>> begin TEXT SHOWN

1. Structure and Physical Properties (The $\text{-COOH}$ Group)

1.1 The Carboxyl Functional Group

The defining feature of a carboxylic acid is the Carboxyl Group ($\text{-COOH}$).
It is a hybrid structure, containing two other functional groups:

  • A Carbonyl group ($\text{C=O}$)
  • A Hydroxyl group ($\text{-OH}$)

The general formula for an aliphatic carboxylic acid is $\text{C}_{n-1}\text{H}_{2n-1}\text{COOH}$.

1.2 Naming (Nomenclature)

Carboxylic acids are named by replacing the 'e' of the corresponding alkane with 'oic acid'.

Examples:

  • $\text{CH}_3\text{COOH}$ (2 carbons) $\rightarrow$ Ethane $\rightarrow$ Ethanoic acid (Commonly known as Acetic Acid/Vinegar)
  • $\text{CH}_3\text{CH}_2\text{COOH}$ (3 carbons) $\rightarrow$ Propane $\rightarrow$ Propanoic acid
  • $\text{C}_6\text{H}_5\text{COOH}$ (Benzene ring + $\text{COOH}$) $\rightarrow$ Benzoic acid

1.3 Physical Properties: Hydrogen Bonding and Dimerisation

Carboxylic acids have significantly higher boiling points than alcohols, aldehydes, or ketones of comparable $M_r$. Why?

They can form strong intermolecular hydrogen bonds via both the $\text{C=O}$ (as an acceptor) and the $\text{O-H}$ (as a donor) parts of the carboxyl group.

In the liquid state and often in the gaseous phase (or in non-polar solvents), two carboxylic acid molecules bond together very strongly to form a stable structure called a dimer.

Analogy: Imagine two magnets sticking together perfectly (head-to-tail). This strong pairing means it takes much more energy (a higher temperature) to separate them and turn them into a gas.

Quick Review: Key Takeaways

The $\text{-COOH}$ group dictates the properties. Strong hydrogen bonding leads to stable dimers and high boiling points.

2. Preparation of Carboxylic Acids (Synthesis Routes)

There are three main ways you need to know to synthesize carboxylic acids. These are great examples of how functional groups can be interconverted.

2.1 Oxidation of Primary Alcohols and Aldehydes (Syllabus 18.1a)

This is the most common method, requiring strong oxidizing agents and heating under reflux.

>> end TEXT SHOWN
>> begin DATASET EXCERPT

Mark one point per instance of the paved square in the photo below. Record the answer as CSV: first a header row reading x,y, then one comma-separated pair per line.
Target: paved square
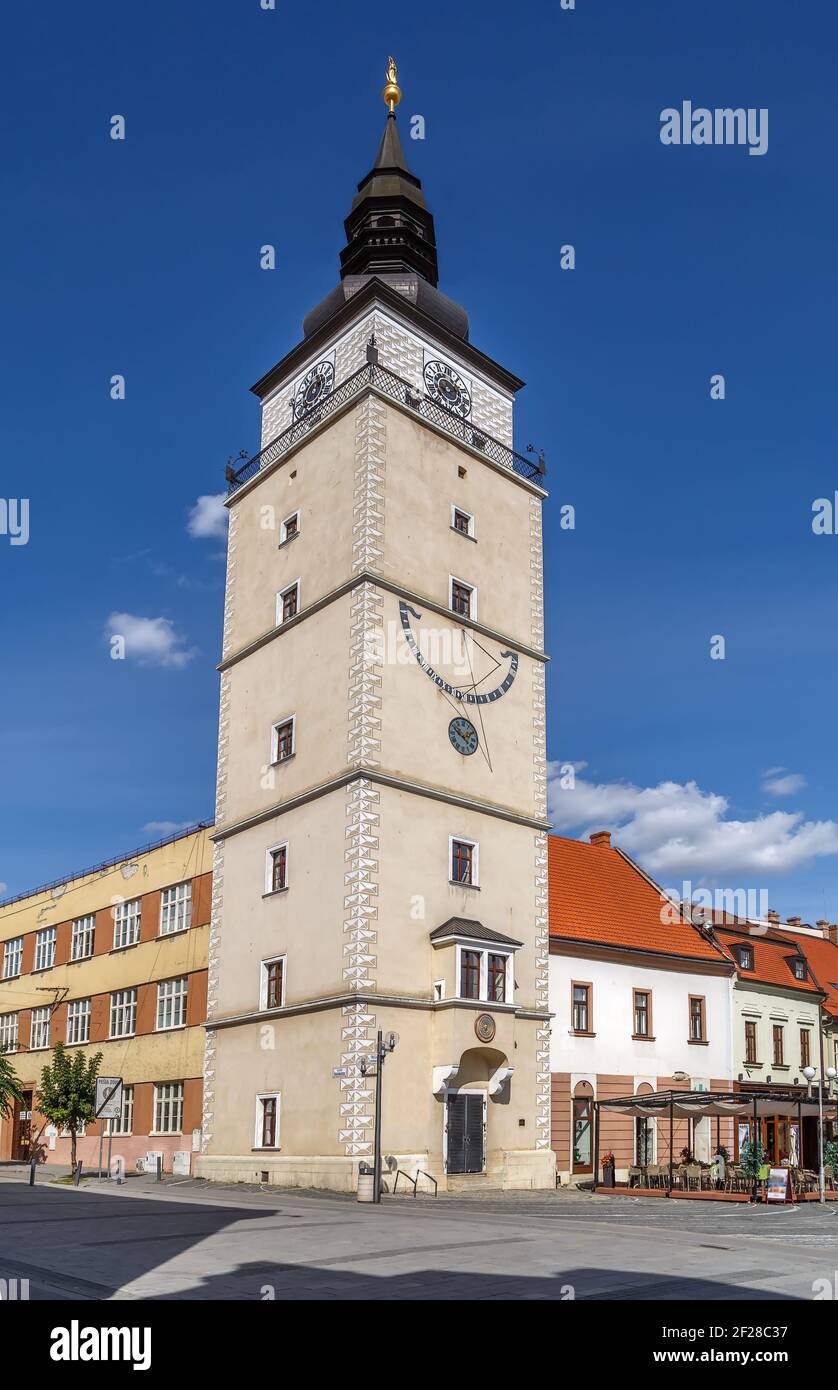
x,y
186,1240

>> end DATASET EXCERPT

• **JOBS**:
[1] In the notes on carboxylic acids, what is the stable structure called that two carboxylic acid molecules form when they bond together very strongly?
[2] Reproduce the stretch of the carboxylic acid notes from "They can form" through "the carboxyl group.", swapping "donor" for "proton donor".

• **ANSWERS TO THE EXERCISE**:
[1] A dimer.

[2]
They can form strong intermolecular hydrogen bonds via both the $\text{C=O}$ (as an acceptor) and the $\text{O-H}$ (as a proton donor) parts of the carboxyl group.